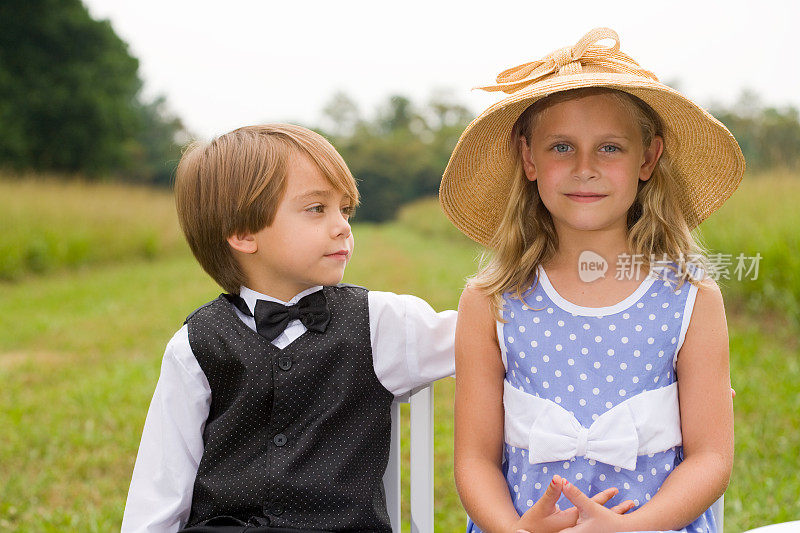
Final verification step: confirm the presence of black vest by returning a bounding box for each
[186,285,394,532]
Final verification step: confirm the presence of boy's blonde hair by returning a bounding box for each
[175,124,358,294]
[469,87,708,319]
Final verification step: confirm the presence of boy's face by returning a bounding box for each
[233,153,353,301]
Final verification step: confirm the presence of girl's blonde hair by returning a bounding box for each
[468,87,708,320]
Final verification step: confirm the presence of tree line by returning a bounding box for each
[0,0,800,221]
[0,0,185,184]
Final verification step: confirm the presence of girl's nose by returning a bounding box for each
[573,152,597,181]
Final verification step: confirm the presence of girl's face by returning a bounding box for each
[520,94,663,232]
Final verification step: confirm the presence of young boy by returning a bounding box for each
[122,124,456,533]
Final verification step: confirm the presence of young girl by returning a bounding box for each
[440,29,744,533]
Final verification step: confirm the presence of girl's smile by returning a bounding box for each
[520,94,662,234]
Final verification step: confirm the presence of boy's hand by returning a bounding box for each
[514,476,633,533]
[562,480,634,533]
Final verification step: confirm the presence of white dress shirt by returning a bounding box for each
[122,286,456,533]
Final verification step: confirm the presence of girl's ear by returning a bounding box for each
[639,135,664,181]
[519,135,536,181]
[226,233,258,254]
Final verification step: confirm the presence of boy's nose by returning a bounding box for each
[333,213,351,237]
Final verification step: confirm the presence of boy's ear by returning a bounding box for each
[227,233,258,254]
[519,135,536,181]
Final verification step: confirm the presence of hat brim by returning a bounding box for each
[439,73,745,246]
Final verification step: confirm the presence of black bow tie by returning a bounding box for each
[226,290,331,341]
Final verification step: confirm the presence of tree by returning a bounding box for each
[0,0,180,180]
[319,93,470,222]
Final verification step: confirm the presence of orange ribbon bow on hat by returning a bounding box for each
[478,28,658,93]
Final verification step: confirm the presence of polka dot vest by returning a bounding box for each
[182,285,393,532]
[468,269,716,532]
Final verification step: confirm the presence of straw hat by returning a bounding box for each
[439,28,744,246]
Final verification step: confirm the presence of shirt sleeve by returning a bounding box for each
[122,325,211,533]
[368,291,457,396]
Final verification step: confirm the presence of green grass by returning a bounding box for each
[0,180,800,532]
[0,178,185,281]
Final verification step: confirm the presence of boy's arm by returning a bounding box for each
[368,291,457,396]
[122,326,211,533]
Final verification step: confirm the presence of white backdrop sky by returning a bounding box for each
[84,0,800,138]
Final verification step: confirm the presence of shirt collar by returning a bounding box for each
[239,285,322,313]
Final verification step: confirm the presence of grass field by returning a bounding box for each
[0,176,800,532]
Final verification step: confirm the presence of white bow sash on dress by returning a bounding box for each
[503,381,682,470]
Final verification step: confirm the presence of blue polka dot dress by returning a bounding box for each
[467,268,717,533]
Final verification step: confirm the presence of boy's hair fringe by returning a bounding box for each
[467,87,709,321]
[175,124,359,294]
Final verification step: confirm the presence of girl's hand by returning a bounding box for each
[514,476,633,533]
[562,480,634,533]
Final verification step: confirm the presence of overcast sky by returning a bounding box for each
[84,0,800,138]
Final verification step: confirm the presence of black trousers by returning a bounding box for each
[178,525,325,533]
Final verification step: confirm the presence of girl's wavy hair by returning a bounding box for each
[468,87,709,320]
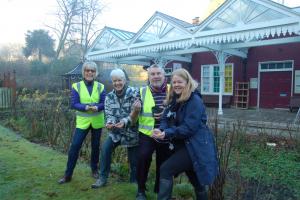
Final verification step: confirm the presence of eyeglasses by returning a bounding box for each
[84,69,96,73]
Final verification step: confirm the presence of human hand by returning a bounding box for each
[151,128,165,140]
[85,105,98,112]
[105,122,115,129]
[90,106,98,112]
[132,98,142,113]
[114,121,125,128]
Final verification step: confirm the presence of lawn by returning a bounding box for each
[0,126,142,200]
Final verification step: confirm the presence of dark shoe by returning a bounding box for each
[195,186,208,200]
[58,176,72,184]
[135,192,147,200]
[91,178,107,189]
[92,171,99,179]
[157,179,173,200]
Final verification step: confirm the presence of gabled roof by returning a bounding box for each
[191,0,300,44]
[130,11,193,44]
[64,61,83,76]
[86,0,300,64]
[90,26,135,52]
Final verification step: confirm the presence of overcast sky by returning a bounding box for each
[0,0,300,45]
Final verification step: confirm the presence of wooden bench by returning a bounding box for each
[290,96,300,112]
[202,95,231,108]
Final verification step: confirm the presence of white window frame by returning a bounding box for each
[257,60,295,108]
[201,63,234,95]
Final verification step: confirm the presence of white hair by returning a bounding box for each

====

● CONSIGNE
Transcris les lignes au format CSV à deux colonnes, texte et reponse, en commençant au tout début et en terminant par la ligne qui contient « [573,152,597,181] », incluse. Mets une rangée par texte avec sa réponse, chaque champ entre guillemets et les retours à la ligne remplacés par des espaces, sans reprendre les images.

● CORRIGÉ
texte,reponse
"Final verification step: confirm the presence of black vest by returning a bounding box for each","[186,285,394,532]"
"Final verification step: confirm the presence of boy's blonde hair by returning a bounding box for each","[175,124,358,294] [469,87,708,319]"
"Final verification step: confirm the presence of boy's face by returning a bounding box for each","[233,153,353,301]"
"Final verification step: confirm the presence of girl's blonde hair by returning a bounding box for each","[468,87,708,320]"
"Final verification step: confirm the presence of tree line by returning a bounding box for each","[0,0,800,221] [0,0,185,184]"
"Final verification step: confirm the presence of girl's nose by returning a bounding box for each","[573,152,597,181]"